→ **Kaynak**:
┌──

Telefonlara sağdan fiyat yönünden vuruluyorsa soldan gereklilik yönünden vuruluyor. Bu telefonlar gerekli mi? Bir üst modelleri gerekli mi? Bu konuyu şu şekilde düşünelim. 10 yaşındaki bir çocuğa ailesi ulaşmak için telefon alıyorsa bir üst modelini bırakın akıllı telefon bile gerekli değil. Çünkü tahmin edebileceğiniz gibi bu cihazın büyük bir kullanım amacı oyun olacaktır. Ama yetişkin bir birey için düşünürsek evet gerekli. Sadece konuşma bazında bakacak olursak şuan ilk çıkan dokunmatik telefonları kullanan arkadaşlarım rehbere, tıkladıktan 30 saniye kadar sonra ulaşıyor. O şekilde telefonun akılsızını almak tabi ki daha mantıklı. Ama mesajlaşma bazında hem daha pratik hem de daha uygun çözümler sunuyor. Mesela bir işyeri sahibinin Whatsapp tarzı bir program ne kadar işine yarıyor düşünün. Yaptıracağı ürünün ürün kodunu bir kağıda yazıp onu faks çekmek yerine resmini çekip gönderebiliyor, montajını yaptırdığı ürünün resmini hemen alıyor gibi gibi. Sadece görüntü gönderme olarak da düşünmeyin. Ülkemizde belki aşırı yaygın değil belki ama genelde herkes mail adresini düzenli olarak kontrol ediyor. Bunun bir bilgisayarda yapılması ne kadar zor şöyle anlatayım. Masanızda oturmuş işinizi yapıyorsunuz ve bir mail gelmesini bekliyorsunuz. Saat başı yaptığınız şeyi durdurup maillere girmek zorundasınız. Ama akıllı telefonunuz mail geldiği anda size bildirim gönderiyor. He olay 2 dakikalık mail kontrolü ve resim gönderme kolaylığı mı? Tabi ki değil.  İnternete girip rahatça bir şeyler arayabiliyorsunuz, istediğiniz kadar not tutabiliyorsunuz, bir çeviri aletiniz var. Bunlar sadece her insanın yaptığı şeyler. Telefonlar yaygın değilken Facebook kullananlar bilir bildirimlere bakmak için günde kaç kez giriş yaptıklarını..

└──

→ **Veri bloğu**:

┌──

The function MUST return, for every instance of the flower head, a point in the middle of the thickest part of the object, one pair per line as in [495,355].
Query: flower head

└──

→ **Görev**: Akıllı telefonların gerekli olup olmadığını tartışan yazıyı son cümlesinin ardından devam ettirin.

→ **Cevap**:
Daha fazla uzatmaya gerek yok kendimi televizyondaki replika telefon satıcıları gibi hissetmeye başladım. Yok efendim radyosu var ekranı dokunmatik ve en önemlisi bunda Android var şuan hiçbir İPhone’da rastlayamazsınız falan. Gördüğünüz gibi öyle böyle bu alet sizin hayatınızı kolaylaştırıyor. Daha pratik işlem yapabilmenizi sağlıyor. Yalandan yere toplumu analoğa teşvik etmenin manası yok.


Pahalı mı?


Evet şimdi diğer bir konumuz bu cihazlar haddinden fazla mı pahalı? Olayı teknolojik açıdan değerlendirmeyeceğim. Yani 2K ekranın maliyeti budur 3000 mAh bataryanınki budur çok kar ediyorlar veya işte yurtdışında bu kadar devlet çok vergi kesiyor falan orasını köşe yazarları halleder. Ben sadece bütçesine göre yüksek telefon alıyor diyenler için düşüncemi sunacağım. Benim aklıma ilk olarak kıyaslama bakımından ayakkabılar geliyor. ‘Hiç ayakkabıyla telefon bir olur mu?’ değil mi?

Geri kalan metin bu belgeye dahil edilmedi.